TASK DETAILS:
Print out every line, exactly as written.
'''
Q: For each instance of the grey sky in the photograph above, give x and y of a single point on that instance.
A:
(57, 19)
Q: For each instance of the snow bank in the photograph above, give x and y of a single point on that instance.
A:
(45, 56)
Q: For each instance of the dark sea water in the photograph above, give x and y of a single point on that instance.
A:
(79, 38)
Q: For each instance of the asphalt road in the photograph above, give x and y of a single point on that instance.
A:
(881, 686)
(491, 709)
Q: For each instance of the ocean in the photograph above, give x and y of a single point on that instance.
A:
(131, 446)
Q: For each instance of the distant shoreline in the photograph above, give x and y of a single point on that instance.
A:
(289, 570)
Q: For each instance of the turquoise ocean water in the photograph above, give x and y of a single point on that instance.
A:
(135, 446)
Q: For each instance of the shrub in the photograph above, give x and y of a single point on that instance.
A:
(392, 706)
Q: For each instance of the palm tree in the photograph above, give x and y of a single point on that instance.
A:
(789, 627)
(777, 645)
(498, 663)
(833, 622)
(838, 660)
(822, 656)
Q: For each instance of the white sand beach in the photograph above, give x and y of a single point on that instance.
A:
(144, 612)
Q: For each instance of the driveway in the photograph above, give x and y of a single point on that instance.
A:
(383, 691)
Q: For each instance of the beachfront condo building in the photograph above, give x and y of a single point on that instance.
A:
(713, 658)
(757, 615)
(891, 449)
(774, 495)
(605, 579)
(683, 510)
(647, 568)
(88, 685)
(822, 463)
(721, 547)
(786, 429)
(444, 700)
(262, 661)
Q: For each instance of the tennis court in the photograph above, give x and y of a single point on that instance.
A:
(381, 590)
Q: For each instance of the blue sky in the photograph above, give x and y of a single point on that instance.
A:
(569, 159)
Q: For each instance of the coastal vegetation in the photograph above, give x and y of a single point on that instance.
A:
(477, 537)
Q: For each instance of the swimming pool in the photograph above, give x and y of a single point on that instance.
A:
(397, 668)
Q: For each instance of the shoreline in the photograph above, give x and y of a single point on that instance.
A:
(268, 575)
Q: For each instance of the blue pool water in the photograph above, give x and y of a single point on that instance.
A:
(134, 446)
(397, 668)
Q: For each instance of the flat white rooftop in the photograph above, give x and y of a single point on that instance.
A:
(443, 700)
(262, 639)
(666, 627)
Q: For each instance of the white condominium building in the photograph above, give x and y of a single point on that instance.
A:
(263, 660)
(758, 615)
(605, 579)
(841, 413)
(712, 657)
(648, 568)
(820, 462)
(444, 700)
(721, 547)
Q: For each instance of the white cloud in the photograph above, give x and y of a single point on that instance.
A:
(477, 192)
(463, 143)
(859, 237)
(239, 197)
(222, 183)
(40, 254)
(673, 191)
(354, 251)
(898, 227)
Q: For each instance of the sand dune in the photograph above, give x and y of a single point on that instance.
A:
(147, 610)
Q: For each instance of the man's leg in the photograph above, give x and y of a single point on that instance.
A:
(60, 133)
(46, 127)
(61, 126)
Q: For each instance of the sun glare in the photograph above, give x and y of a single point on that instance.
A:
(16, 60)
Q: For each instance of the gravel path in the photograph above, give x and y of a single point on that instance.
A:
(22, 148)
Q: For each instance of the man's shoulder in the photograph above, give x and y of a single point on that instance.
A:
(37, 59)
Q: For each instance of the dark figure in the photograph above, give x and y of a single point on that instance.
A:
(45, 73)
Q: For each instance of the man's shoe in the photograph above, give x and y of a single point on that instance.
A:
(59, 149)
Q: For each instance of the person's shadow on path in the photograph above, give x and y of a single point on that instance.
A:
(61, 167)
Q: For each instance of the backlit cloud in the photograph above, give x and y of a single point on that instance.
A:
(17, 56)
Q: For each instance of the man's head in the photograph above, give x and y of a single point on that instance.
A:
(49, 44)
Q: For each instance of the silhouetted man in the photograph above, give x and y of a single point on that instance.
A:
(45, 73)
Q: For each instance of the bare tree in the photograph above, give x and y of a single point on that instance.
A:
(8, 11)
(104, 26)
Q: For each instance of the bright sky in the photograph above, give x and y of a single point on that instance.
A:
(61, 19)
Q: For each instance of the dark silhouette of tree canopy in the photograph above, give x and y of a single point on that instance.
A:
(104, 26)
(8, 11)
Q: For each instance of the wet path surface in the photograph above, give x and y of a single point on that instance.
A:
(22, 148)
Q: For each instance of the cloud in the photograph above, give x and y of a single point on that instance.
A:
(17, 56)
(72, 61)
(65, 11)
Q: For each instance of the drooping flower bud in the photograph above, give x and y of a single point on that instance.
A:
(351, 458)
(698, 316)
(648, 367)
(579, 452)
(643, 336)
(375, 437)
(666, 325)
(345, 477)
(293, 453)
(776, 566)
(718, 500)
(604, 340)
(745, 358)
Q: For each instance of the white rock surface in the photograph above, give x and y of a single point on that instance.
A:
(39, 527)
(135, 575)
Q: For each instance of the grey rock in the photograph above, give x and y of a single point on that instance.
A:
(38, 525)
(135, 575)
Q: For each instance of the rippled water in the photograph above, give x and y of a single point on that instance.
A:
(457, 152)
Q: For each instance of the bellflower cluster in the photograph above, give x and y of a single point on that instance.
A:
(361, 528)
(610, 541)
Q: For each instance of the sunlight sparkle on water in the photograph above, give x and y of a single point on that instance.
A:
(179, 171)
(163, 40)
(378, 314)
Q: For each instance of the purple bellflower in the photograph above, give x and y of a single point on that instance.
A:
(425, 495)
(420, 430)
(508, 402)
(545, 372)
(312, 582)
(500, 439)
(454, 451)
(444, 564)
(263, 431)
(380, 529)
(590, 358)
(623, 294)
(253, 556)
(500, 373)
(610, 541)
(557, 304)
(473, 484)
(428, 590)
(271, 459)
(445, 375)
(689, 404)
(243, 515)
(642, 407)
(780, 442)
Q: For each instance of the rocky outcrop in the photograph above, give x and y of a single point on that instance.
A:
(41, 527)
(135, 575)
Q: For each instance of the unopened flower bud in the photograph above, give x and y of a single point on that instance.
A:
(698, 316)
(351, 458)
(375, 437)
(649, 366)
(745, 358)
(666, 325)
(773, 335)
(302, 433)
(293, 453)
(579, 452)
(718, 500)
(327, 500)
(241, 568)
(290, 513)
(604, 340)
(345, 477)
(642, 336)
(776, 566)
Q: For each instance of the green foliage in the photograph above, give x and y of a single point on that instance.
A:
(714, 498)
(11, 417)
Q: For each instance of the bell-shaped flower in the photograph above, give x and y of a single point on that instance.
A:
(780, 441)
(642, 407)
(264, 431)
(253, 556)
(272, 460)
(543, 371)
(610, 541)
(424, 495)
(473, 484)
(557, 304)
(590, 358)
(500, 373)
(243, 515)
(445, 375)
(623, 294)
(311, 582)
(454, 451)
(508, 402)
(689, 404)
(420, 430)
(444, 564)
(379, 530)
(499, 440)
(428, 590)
'''
THE REPLY:
Q: For each instance of the grey sky in the photograph above, give x and y of a single point on that instance.
A:
(57, 19)
Q: For each instance of the snow bank in the photograph above, give x and y of a single point on that instance.
A:
(45, 56)
Q: For each instance of the dark sea water in the photograph above, give x and y of a single point on that instance.
A:
(79, 38)
Q: For each instance of the asphalt road in the photograph above, give x and y of a single point on that instance.
A:
(881, 686)
(491, 709)
Q: For each instance of the ocean in the photograph above, give x and y of a single point on that instance.
A:
(131, 446)
Q: For each instance of the distant shoreline in the photograph above, give x and y of a single point on that instance.
A:
(289, 570)
Q: For each instance of the turquoise ocean water in the photograph above, give x and y of a single point on that instance.
A:
(135, 446)
Q: For each instance of the shrub in the photograph above, give x and y of a single point on that instance.
A:
(392, 706)
Q: For each instance of the palm tree in the photograph above, give x and y of a single point on that instance.
A:
(789, 627)
(777, 645)
(498, 663)
(833, 622)
(838, 660)
(822, 656)
Q: For each instance of the white sand beach in the photograph above, give x and y of a single point on that instance.
A:
(144, 612)
Q: For each instance of the driveway in the photograph above, give x and y of a single point on that instance.
A:
(383, 691)
Q: For each instance of the beachfront condo building in the photograph above, give x and y of a single point on that instance.
A:
(713, 658)
(757, 615)
(891, 449)
(774, 495)
(605, 579)
(683, 510)
(647, 568)
(88, 685)
(822, 463)
(721, 547)
(786, 429)
(444, 700)
(262, 661)
Q: For each instance of the tennis court in the photograph above, give x and y of a single point on that instance.
A:
(381, 590)
Q: For each instance of the blue sky in the photograph above, give x and y of a single point on that instance.
A:
(569, 159)
Q: For each instance of the coastal vegetation in the photograph above, give x and y of a single point on that instance.
A:
(477, 537)
Q: For each instance of the swimming pool in the photograph above, give x and y of a single point on that instance.
A:
(397, 668)
Q: For each instance of the shoreline in the photograph above, give x and y of a single point on that instance.
A:
(268, 575)
Q: For each instance of the blue pool water in the photograph above, give x and y of a single point on that instance.
A:
(134, 446)
(397, 668)
Q: For each instance of the flat white rooftop in the photograph above, give x and y of a single point on that instance.
A:
(443, 700)
(262, 639)
(666, 627)
Q: For each instance of the white condominium building in the photograph above, give x and y of a single point on that instance.
A:
(263, 660)
(758, 615)
(605, 579)
(841, 413)
(712, 657)
(648, 568)
(820, 462)
(444, 700)
(721, 547)
Q: For each instance of the white cloud in the photograph above, give x and y of a single point on that instance.
A:
(477, 192)
(463, 143)
(859, 237)
(239, 197)
(222, 183)
(40, 254)
(673, 191)
(354, 251)
(898, 227)
Q: For each instance of the sand dune in the photograph above, give x and y of a single point on that instance.
A:
(147, 610)
Q: For each instance of the man's leg in the photograph above, give x and y of a single point on that instance.
A:
(60, 133)
(46, 127)
(61, 126)
Q: For each instance of the sun glare in the photograph above, give x and y of a single point on that instance.
A:
(16, 60)
Q: For each instance of the gravel path in the photograph above, give x and y of a single point on that instance.
A:
(22, 148)
Q: For each instance of the man's shoulder in the photograph above, give x and y of a single point on that instance.
A:
(37, 59)
Q: For each instance of the dark figure in the photograph above, give x and y of a single point on that instance.
A:
(45, 73)
Q: For each instance of the man's shoe in the photograph above, give x and y of a single point on that instance.
A:
(59, 149)
Q: For each instance of the person's shadow on path in the photograph above, give x and y of a single point on that instance.
A:
(61, 167)
Q: For each instance of the backlit cloud in the photograph above, give x and y of a single point on that instance.
A:
(17, 56)
Q: For each instance of the man's head in the photograph above, give x and y of a single point on that instance.
A:
(49, 44)
Q: For each instance of the silhouetted man in the photograph above, give x and y of a single point on that instance.
A:
(45, 73)
Q: For each instance of the bare tree in the photograph above, give x and y of a single point on that instance.
A:
(8, 11)
(104, 26)
Q: For each instance of the bright sky in the photograph above, give x and y of a single point on that instance.
A:
(61, 19)
Q: For each instance of the dark silhouette of tree canopy in the photograph above, give x and y of a single point on that instance.
A:
(104, 26)
(8, 11)
Q: For each instance of the wet path surface in the photograph above, give x and y of a single point on that instance.
A:
(22, 148)
Q: For each instance of the cloud in the photograph above, give x and y of a single point on that instance.
A:
(17, 56)
(72, 61)
(65, 11)
Q: For each instance of the drooping flower bud in the photograph above, give x and y of a single point on that instance.
A:
(351, 458)
(698, 316)
(648, 367)
(579, 452)
(643, 336)
(375, 437)
(666, 325)
(345, 477)
(293, 453)
(776, 566)
(718, 500)
(604, 340)
(745, 358)
Q: For each instance of the white rock surface in the photograph above, give x and y of a single point on that instance.
A:
(39, 527)
(135, 575)
Q: For each instance of the grey rock in the photograph above, give x and y of a single point on that instance.
A:
(38, 525)
(135, 575)
Q: For each instance of the rippled water in the photograph above, give x and y of a single point on that instance.
A:
(457, 152)
Q: For each instance of the bellflower cluster in the photograph above, give x and y of a single point on that instance.
A:
(361, 528)
(610, 541)
Q: For each instance of the sunlight sparkle on water in the photograph above, give x and y of a single point on that instance.
A:
(179, 171)
(163, 40)
(378, 314)
Q: For each instance of the purple bellflower in the photograph above, give x and y of a single point on that instance.
A:
(425, 495)
(420, 430)
(508, 402)
(545, 372)
(312, 582)
(500, 439)
(454, 451)
(444, 564)
(263, 431)
(380, 529)
(590, 358)
(623, 294)
(253, 556)
(500, 373)
(610, 541)
(557, 304)
(473, 484)
(428, 590)
(271, 459)
(445, 375)
(689, 404)
(243, 515)
(642, 407)
(780, 442)
Q: For each instance of the rocky outcrop in the photograph above, give x and y of a single point on that instance.
A:
(41, 527)
(135, 575)
Q: For each instance of the unopened flower bud in the photograph above, give x and y of a single point on that instance.
A:
(698, 316)
(351, 458)
(375, 437)
(649, 366)
(745, 358)
(666, 325)
(773, 335)
(302, 433)
(293, 453)
(579, 452)
(718, 500)
(327, 500)
(241, 568)
(290, 513)
(604, 340)
(345, 477)
(642, 336)
(776, 566)
Q: For each instance of the green foliage in the photograph above, give x and y of a single point on that instance.
A:
(714, 498)
(11, 417)
Q: For each instance of the bell-shaped flower in the photograph above, give x and y of a single point on that instance.
A:
(780, 441)
(642, 407)
(264, 431)
(253, 556)
(272, 460)
(543, 371)
(610, 541)
(424, 495)
(473, 484)
(557, 304)
(590, 358)
(500, 373)
(243, 515)
(445, 375)
(623, 294)
(311, 582)
(454, 451)
(508, 402)
(689, 404)
(420, 430)
(444, 564)
(379, 530)
(499, 440)
(428, 590)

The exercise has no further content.